Provided passage:
* Begin *

You Don't Have to Beat It — You Just Have to Outlast It

Reflections on ten years of Six Missing, survival reality TV, and why sway: breathing room exists

I want to talk about Alone. But first, let me back up — because that's actually how we got here.

SXSW just wrapped up in Austin, and while I didn't do much by way of events this year, I did get to see two old friends and one new one, which was absolutely lovely. Through chatting with one of my old pals — who had me on his podcast while he was in town (more on that soon) — we realized we've known each other for almost 30 years. How absurd is that? Three decades, and somehow it still just feels like us.

But here's the thread that ties this whole thing together: my other old friend is the one who turned us onto Alone.

The Show

If you haven't seen it, Alone is a survival reality show where contestants are dropped — completely solo — into the wilderness with minimal gear and told to last as long as they can. No camera crew. No producers. Just them, the elements, and whatever they can figure out. Season 11 is on Netflix, and my partner Hanna and I tore through it in about a week.

Reflecting on it together over the past couple of days, something started to crystallize for me.

* End *

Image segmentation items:
* Begin *

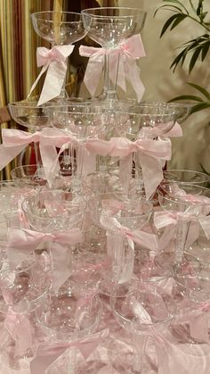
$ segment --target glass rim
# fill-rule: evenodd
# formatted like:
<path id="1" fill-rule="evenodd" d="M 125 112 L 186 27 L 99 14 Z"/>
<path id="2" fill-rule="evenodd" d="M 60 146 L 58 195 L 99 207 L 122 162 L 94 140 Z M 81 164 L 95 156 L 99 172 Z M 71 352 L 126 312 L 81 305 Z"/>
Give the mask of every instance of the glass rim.
<path id="1" fill-rule="evenodd" d="M 160 112 L 149 112 L 149 109 L 151 109 L 151 108 L 156 108 L 156 107 L 154 107 L 154 105 L 148 105 L 148 107 L 149 107 L 149 111 L 148 112 L 143 112 L 143 113 L 141 113 L 141 112 L 138 112 L 138 111 L 136 110 L 136 111 L 134 111 L 135 109 L 141 109 L 141 105 L 140 106 L 133 106 L 132 108 L 131 108 L 131 110 L 129 111 L 129 110 L 127 110 L 127 108 L 122 108 L 122 109 L 119 109 L 119 108 L 117 108 L 116 109 L 116 111 L 115 111 L 115 112 L 116 113 L 117 113 L 118 115 L 120 115 L 120 114 L 122 114 L 122 115 L 125 115 L 125 114 L 126 114 L 126 115 L 133 115 L 133 116 L 138 116 L 138 117 L 143 117 L 143 116 L 146 116 L 146 115 L 148 115 L 148 116 L 150 116 L 150 117 L 164 117 L 164 118 L 166 118 L 166 117 L 174 117 L 174 116 L 179 116 L 179 112 L 178 111 L 176 111 L 175 109 L 174 110 L 171 110 L 171 109 L 166 109 L 166 110 L 162 112 L 162 113 L 160 113 Z M 146 108 L 146 105 L 145 105 L 145 108 Z M 160 108 L 161 109 L 161 108 Z M 164 108 L 163 108 L 164 109 Z"/>
<path id="2" fill-rule="evenodd" d="M 49 298 L 51 298 L 51 296 L 52 295 L 55 295 L 55 296 L 59 296 L 59 295 L 69 295 L 69 294 L 68 294 L 68 292 L 66 291 L 66 292 L 58 292 L 57 294 L 55 294 L 55 295 L 52 295 L 52 294 L 49 294 L 48 295 L 48 297 Z M 97 315 L 96 315 L 96 317 L 95 317 L 95 319 L 94 319 L 94 321 L 91 324 L 91 325 L 89 325 L 88 327 L 85 327 L 85 328 L 83 328 L 83 329 L 78 329 L 78 330 L 74 330 L 74 332 L 70 332 L 70 333 L 68 333 L 68 332 L 62 332 L 62 331 L 59 331 L 59 330 L 57 330 L 57 329 L 55 329 L 55 328 L 50 328 L 50 327 L 48 327 L 47 325 L 45 325 L 44 322 L 44 320 L 42 320 L 42 319 L 40 318 L 40 317 L 42 317 L 42 315 L 43 314 L 45 314 L 45 312 L 44 313 L 43 313 L 42 312 L 42 310 L 40 311 L 40 309 L 42 308 L 42 305 L 38 305 L 36 308 L 36 310 L 35 310 L 35 313 L 36 313 L 36 320 L 37 320 L 37 322 L 38 322 L 38 324 L 43 328 L 44 328 L 44 330 L 46 330 L 46 331 L 49 331 L 49 332 L 52 332 L 53 334 L 56 334 L 56 335 L 59 335 L 59 334 L 62 334 L 63 335 L 63 337 L 64 337 L 64 339 L 65 338 L 69 338 L 69 337 L 72 337 L 73 336 L 73 339 L 71 339 L 72 341 L 74 341 L 74 340 L 78 340 L 78 339 L 81 339 L 82 337 L 83 337 L 83 334 L 85 332 L 85 331 L 89 331 L 90 330 L 90 328 L 94 328 L 94 326 L 97 326 L 97 324 L 98 324 L 98 317 L 99 316 L 101 316 L 101 312 L 102 312 L 102 303 L 101 303 L 101 300 L 100 299 L 100 297 L 99 297 L 99 295 L 98 295 L 98 294 L 96 294 L 94 296 L 93 296 L 93 299 L 95 299 L 95 301 L 98 303 L 98 305 L 99 305 L 99 308 L 98 308 L 98 311 L 97 311 Z M 41 315 L 39 316 L 38 315 L 38 312 L 41 312 Z M 47 310 L 47 312 L 49 313 L 49 309 Z M 74 337 L 74 335 L 75 335 L 75 333 L 76 333 L 76 335 L 77 334 L 81 334 L 82 335 L 82 337 Z M 57 339 L 58 341 L 61 341 L 61 339 Z"/>
<path id="3" fill-rule="evenodd" d="M 190 187 L 198 187 L 198 188 L 199 188 L 199 189 L 201 189 L 201 191 L 208 191 L 209 192 L 209 195 L 210 195 L 210 190 L 209 190 L 209 188 L 207 188 L 207 187 L 202 187 L 202 186 L 199 186 L 199 185 L 194 185 L 194 184 L 191 184 L 191 183 L 187 183 L 187 182 L 182 182 L 182 181 L 179 181 L 179 180 L 174 180 L 174 181 L 173 181 L 173 180 L 171 180 L 170 181 L 170 179 L 168 179 L 168 182 L 166 181 L 166 185 L 175 185 L 176 183 L 180 183 L 180 184 L 182 184 L 182 186 L 190 186 Z M 161 187 L 161 188 L 162 188 L 162 187 Z M 208 197 L 208 196 L 205 196 L 204 195 L 198 195 L 198 196 L 204 196 L 204 197 L 207 197 L 207 198 L 209 198 L 209 203 L 198 203 L 198 204 L 191 204 L 190 201 L 184 201 L 184 200 L 182 200 L 182 199 L 181 199 L 179 196 L 177 196 L 177 197 L 175 197 L 175 196 L 174 196 L 173 195 L 167 195 L 167 192 L 165 190 L 164 192 L 162 192 L 160 189 L 157 189 L 157 193 L 158 193 L 158 195 L 159 196 L 160 195 L 160 197 L 161 198 L 163 198 L 163 199 L 165 199 L 166 201 L 167 201 L 167 202 L 171 202 L 171 203 L 174 203 L 174 204 L 180 204 L 180 203 L 182 203 L 182 204 L 185 204 L 185 205 L 192 205 L 192 206 L 210 206 L 210 197 Z M 164 195 L 164 194 L 166 194 L 166 195 Z M 193 193 L 190 193 L 190 194 L 186 194 L 186 195 L 194 195 Z M 197 195 L 195 195 L 195 196 L 197 196 Z M 165 210 L 167 210 L 167 209 L 166 209 L 165 208 Z"/>
<path id="4" fill-rule="evenodd" d="M 126 10 L 126 11 L 133 11 L 133 14 L 130 14 L 130 15 L 102 15 L 102 14 L 95 14 L 95 13 L 91 13 L 91 11 L 100 11 L 100 10 Z M 89 12 L 90 11 L 90 12 Z M 101 6 L 99 8 L 85 8 L 83 9 L 81 11 L 81 14 L 85 15 L 85 16 L 90 16 L 93 18 L 100 18 L 100 19 L 129 19 L 131 17 L 138 16 L 140 14 L 142 14 L 144 17 L 146 16 L 147 12 L 146 11 L 144 11 L 143 9 L 141 8 L 129 8 L 129 7 L 120 7 L 120 6 Z"/>
<path id="5" fill-rule="evenodd" d="M 37 17 L 37 15 L 44 15 L 44 14 L 58 14 L 58 15 L 62 15 L 62 14 L 76 14 L 76 15 L 79 15 L 79 17 L 81 18 L 81 13 L 79 13 L 78 12 L 57 12 L 57 11 L 41 11 L 41 12 L 34 12 L 33 13 L 31 13 L 31 17 L 32 18 L 36 18 L 36 19 L 40 19 L 40 20 L 44 20 L 42 17 Z M 54 21 L 52 20 L 45 20 L 49 22 L 54 22 Z M 75 22 L 78 22 L 81 21 L 82 19 L 80 21 L 76 21 Z M 56 22 L 56 21 L 55 21 Z M 58 21 L 57 22 L 61 22 L 61 23 L 66 23 L 66 22 L 74 22 L 74 21 Z"/>
<path id="6" fill-rule="evenodd" d="M 71 195 L 75 195 L 76 196 L 79 196 L 79 198 L 81 199 L 84 206 L 83 206 L 83 208 L 80 208 L 80 209 L 77 210 L 77 214 L 74 214 L 74 217 L 76 217 L 76 218 L 77 216 L 79 216 L 83 212 L 85 212 L 85 209 L 86 209 L 86 207 L 87 207 L 87 201 L 86 201 L 86 199 L 84 196 L 82 196 L 81 195 L 77 195 L 77 193 L 72 193 L 70 191 L 65 191 L 65 190 L 62 190 L 62 189 L 51 189 L 49 191 L 38 191 L 37 190 L 36 193 L 35 193 L 34 195 L 30 195 L 29 196 L 27 196 L 22 201 L 22 203 L 21 203 L 21 209 L 22 209 L 24 214 L 26 214 L 28 216 L 30 216 L 30 217 L 34 217 L 34 218 L 39 219 L 42 221 L 43 220 L 49 220 L 53 219 L 53 218 L 54 219 L 60 219 L 61 217 L 63 217 L 63 213 L 62 214 L 58 214 L 55 217 L 50 217 L 50 216 L 49 217 L 41 217 L 40 215 L 33 214 L 31 212 L 28 212 L 27 211 L 27 205 L 26 204 L 28 203 L 28 199 L 31 199 L 31 197 L 32 198 L 35 198 L 36 195 L 40 196 L 40 195 L 42 195 L 42 194 L 47 194 L 49 192 L 50 193 L 51 192 L 56 192 L 56 193 L 60 192 L 60 193 L 63 193 L 65 195 L 66 194 L 71 194 Z M 54 200 L 56 201 L 56 197 L 54 198 Z M 67 228 L 66 229 L 60 229 L 59 231 L 63 231 L 63 229 L 69 229 L 69 228 L 68 228 L 68 229 Z"/>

* End *

Return the passage of the post about Alone from "But here's the" up to and including "about a week.", copied word for word. Rely only on the post about Alone, not on the items.

But here's the thread that ties this whole thing together: my other old friend is the one who turned us onto Alone.

The Show

If you haven't seen it, Alone is a survival reality show where contestants are dropped — completely solo — into the wilderness with minimal gear and told to last as long as they can. No camera crew. No producers. Just them, the elements, and whatever they can figure out. Season 11 is on Netflix, and my partner Hanna and I tore through it in about a week.